_Source excerpt_:
/---

Gates

Gates are the pass/fail criteria for your evaluation. They determine whether your agent meets the required performance threshold by checking aggregate metrics.

Quick overview:

  • Single decision: One gate per suite determines pass/fail
  • Two metrics: avg_score (average of all scores) or accuracy (percentage passing threshold)
  • Flexible operators: >=, >, <=, <, == for threshold comparison
  • Customizable pass criteria: Define what counts as “passing” for accuracy calculations
  • Exit codes: Suite exits 0 for pass, 1 for fail

Common patterns:

  • Average score must be 80%+: avg_score >= 0.8
  • 90%+ of samples must pass: accuracy >= 0.9
  • Custom threshold: Define per-sample pass criteria with pass_value

Gates define the pass/fail criteria for your evaluation. They check if aggregate metrics meet a threshold.

Basic Structure

1gate:
2 metric_key: accuracy # Which grader to evaluate
3 metric: avg_score # Use average score (default)
4 op: gte # Greater than or equal
5 value: 0.8 # 80% threshold

Why Use Gates?

Gates provide automated pass/fail decisions for your evaluations, which is essential for:

CI/CD Integration: Gates let you block deployments if agent performance drops:

$letta-evals run suite.yaml
># Exit code 0 = pass (continue deployment)
># Exit code 1 = fail (block deployment)

Regression Testing: Set a baseline threshold and ensure new changes don’t degrade performance:

1gate:
2 metric: avg_score
3 op: gte
4 value: 0.85 # Must maintain 85%+ to pass

Quality Enforcement: Require agents meet minimum standards before production:

1gate:
2 metric: accuracy
3 op: gte
4 value: 0.95 # 95% of test cases must pass

What Happens When Gates Fail?

When a gate condition is not met:

  1. Console output shows failure message:

    ✗ FAILED (0.72/1.00 avg, 72.0% pass rate)
    Gate check failed: avg_score (0.72) not >= 0.80
  2. Exit code is 1 (non-zero indicates failure):

    $letta-evals run suite.yaml
    >echo $? # Prints 1 if gate failed
  3. Results JSON includes gate_passed: false:

    1{
    2 "gate_passed": false,
    3 "gate_check": {
    4 "metric": "avg_score",
    5 "value": 0.72,
    6 "threshold": 0.80,
    7 "operator": "gte",
    8 "passed": false
    9 },
    10 "metrics": { ... }
    11}
  4. All other data is preserved - you still get full results, scores, and trajectories even when gating fails

Common use case in CI:

$#!/bin/bash
>letta-evals run suite.yaml --output results.json
>
>if [ $? -ne 0 ]; then
> echo "❌ Agent evaluation failed - blocking merge"

\---

_Data extract_:
/---

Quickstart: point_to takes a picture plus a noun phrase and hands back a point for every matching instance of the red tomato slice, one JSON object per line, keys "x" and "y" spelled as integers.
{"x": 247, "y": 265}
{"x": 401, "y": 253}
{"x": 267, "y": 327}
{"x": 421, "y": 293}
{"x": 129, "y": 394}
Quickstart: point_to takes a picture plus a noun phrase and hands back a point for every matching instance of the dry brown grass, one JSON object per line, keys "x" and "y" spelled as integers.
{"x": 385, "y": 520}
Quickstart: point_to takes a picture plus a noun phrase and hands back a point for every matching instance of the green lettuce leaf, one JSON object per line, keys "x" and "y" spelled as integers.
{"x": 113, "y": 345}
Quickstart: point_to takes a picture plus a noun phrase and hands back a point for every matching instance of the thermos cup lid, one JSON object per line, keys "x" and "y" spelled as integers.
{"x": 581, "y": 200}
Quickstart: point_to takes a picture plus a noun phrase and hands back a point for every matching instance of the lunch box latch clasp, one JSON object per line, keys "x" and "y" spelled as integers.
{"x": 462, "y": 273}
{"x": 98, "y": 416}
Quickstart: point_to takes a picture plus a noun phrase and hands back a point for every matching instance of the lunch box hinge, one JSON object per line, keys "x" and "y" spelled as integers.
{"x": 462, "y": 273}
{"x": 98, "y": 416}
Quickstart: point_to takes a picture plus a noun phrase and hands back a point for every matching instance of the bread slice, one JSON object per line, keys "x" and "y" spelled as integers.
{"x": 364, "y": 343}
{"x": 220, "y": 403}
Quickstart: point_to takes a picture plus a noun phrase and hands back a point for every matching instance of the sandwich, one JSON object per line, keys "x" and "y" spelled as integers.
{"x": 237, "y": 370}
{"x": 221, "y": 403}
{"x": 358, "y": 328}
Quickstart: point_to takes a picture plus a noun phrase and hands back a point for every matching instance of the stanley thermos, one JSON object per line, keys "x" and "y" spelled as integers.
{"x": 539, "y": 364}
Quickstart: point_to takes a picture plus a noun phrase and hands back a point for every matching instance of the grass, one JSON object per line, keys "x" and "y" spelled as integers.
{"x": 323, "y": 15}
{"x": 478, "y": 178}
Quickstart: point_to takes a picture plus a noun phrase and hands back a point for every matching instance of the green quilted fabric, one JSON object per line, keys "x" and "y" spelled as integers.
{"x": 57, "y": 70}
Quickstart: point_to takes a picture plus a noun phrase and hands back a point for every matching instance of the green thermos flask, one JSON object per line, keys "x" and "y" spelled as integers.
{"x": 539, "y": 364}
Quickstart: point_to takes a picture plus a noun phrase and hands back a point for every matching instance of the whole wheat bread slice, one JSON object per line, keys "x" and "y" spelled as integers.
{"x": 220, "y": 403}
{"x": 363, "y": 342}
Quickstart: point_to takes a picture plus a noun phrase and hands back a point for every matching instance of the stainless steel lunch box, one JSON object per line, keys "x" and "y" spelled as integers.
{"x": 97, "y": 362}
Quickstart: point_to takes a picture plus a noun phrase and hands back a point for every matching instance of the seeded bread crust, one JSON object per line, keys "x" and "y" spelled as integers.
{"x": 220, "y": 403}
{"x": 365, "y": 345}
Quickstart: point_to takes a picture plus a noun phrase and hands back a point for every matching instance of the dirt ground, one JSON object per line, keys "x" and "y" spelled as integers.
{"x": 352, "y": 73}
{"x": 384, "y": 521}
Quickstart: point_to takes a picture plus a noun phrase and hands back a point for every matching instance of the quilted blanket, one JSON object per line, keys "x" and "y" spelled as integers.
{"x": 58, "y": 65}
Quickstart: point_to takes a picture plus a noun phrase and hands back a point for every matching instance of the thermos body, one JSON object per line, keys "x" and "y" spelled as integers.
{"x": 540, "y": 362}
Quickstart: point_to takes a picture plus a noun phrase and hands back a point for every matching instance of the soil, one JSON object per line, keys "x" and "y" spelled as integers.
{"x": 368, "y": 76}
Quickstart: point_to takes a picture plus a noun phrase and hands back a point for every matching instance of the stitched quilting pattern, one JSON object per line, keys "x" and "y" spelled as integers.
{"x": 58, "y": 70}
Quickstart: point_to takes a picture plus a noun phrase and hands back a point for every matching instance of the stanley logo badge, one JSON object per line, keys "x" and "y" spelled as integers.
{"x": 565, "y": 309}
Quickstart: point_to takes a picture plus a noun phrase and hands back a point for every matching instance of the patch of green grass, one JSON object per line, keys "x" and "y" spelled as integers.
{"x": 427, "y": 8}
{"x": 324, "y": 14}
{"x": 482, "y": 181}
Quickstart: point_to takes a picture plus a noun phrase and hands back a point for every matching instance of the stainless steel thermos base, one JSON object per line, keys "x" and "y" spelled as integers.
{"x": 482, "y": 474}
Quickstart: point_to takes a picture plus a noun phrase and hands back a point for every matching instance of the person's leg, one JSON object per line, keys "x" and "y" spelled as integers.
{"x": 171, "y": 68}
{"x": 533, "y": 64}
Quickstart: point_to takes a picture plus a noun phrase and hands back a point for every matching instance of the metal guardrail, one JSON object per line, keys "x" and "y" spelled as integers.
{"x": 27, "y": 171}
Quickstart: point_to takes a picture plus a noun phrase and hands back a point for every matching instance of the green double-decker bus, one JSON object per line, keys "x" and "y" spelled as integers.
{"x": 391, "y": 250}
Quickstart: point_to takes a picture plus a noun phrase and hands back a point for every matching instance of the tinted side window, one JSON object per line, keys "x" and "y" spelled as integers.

\---

_Objective_: Print the portion of the gates documentation from "Gates define the" up to and including "average score (default)". The records have no connection to the gates documentation above.

_Written solution_:
Gates define the pass/fail criteria for your evaluation. They check if aggregate metrics meet a threshold.

Basic Structure

1gate:
2 metric_key: accuracy # Which grader to evaluate
3 metric: avg_score # Use average score (default)